### Problem
What follows is a listing. Write it all out exactly.

### Available data
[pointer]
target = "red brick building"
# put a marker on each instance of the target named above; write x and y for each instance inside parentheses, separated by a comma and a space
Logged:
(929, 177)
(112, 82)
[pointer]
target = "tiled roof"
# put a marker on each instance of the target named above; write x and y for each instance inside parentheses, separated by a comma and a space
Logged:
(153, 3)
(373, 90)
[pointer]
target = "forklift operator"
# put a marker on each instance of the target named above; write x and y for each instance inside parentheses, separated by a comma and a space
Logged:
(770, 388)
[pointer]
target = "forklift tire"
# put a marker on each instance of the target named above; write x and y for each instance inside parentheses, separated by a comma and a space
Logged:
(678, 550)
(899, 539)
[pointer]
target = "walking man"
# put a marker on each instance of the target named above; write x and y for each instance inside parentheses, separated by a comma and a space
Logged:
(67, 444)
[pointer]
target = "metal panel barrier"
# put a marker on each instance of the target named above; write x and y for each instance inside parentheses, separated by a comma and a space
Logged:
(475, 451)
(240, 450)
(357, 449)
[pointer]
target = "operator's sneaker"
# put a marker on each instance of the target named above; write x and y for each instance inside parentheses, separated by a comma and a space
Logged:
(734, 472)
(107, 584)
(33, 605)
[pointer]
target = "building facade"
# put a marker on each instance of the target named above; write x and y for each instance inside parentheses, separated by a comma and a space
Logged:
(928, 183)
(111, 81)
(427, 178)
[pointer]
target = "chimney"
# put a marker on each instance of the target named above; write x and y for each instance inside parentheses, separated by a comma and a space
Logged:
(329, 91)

### Task answer
[pointer]
target = "red brick building"
# put a marker on each instance of the target named above; write x and y for each instance inside parentheses, separated by a comma and a space
Logged:
(929, 177)
(112, 82)
[pointer]
target = "tiled roof"
# put a marker on each instance of the target named above; write x and y for each instance inside parentheses, separated by a comma and a space
Logged:
(153, 3)
(373, 90)
[pointer]
target = "forklift operator"
# put a marker on each instance of the target named above; write x and y for each instance inside parentheses, separated by a comma and a space
Logged:
(770, 388)
[pointer]
target = "forklift tire"
# put a marker on each instance of the target named above; write x and y for each instance inside parentheses, separated by a comma and a space
Logged:
(678, 550)
(899, 539)
[pointer]
target = "walking man"
# put a marker on each instance of the target named above; write x and y for each instance inside parentheses, separated by a comma and a space
Logged:
(67, 444)
[pointer]
target = "metal panel barrier"
# put a marker on each instance of the target named above; write x and y for each instance inside parentheses, separated by a comma and a space
Logged:
(475, 451)
(240, 450)
(357, 449)
[pointer]
target = "operator's sneaker"
# put a marker on each instance of the target named above; write x and y for each instance inside parentheses, separated by a comma and a space
Logged:
(734, 472)
(107, 584)
(33, 605)
[pointer]
target = "building facade"
# put a marker on each instance of the target named above; write x and y for each instance inside parentheses, separated by a comma and a space
Logged:
(928, 183)
(111, 81)
(427, 178)
[pointer]
target = "chimney"
# put a marker on each instance of the target named above; write x and y for each instance inside parentheses, separated by a comma and a space
Logged:
(329, 91)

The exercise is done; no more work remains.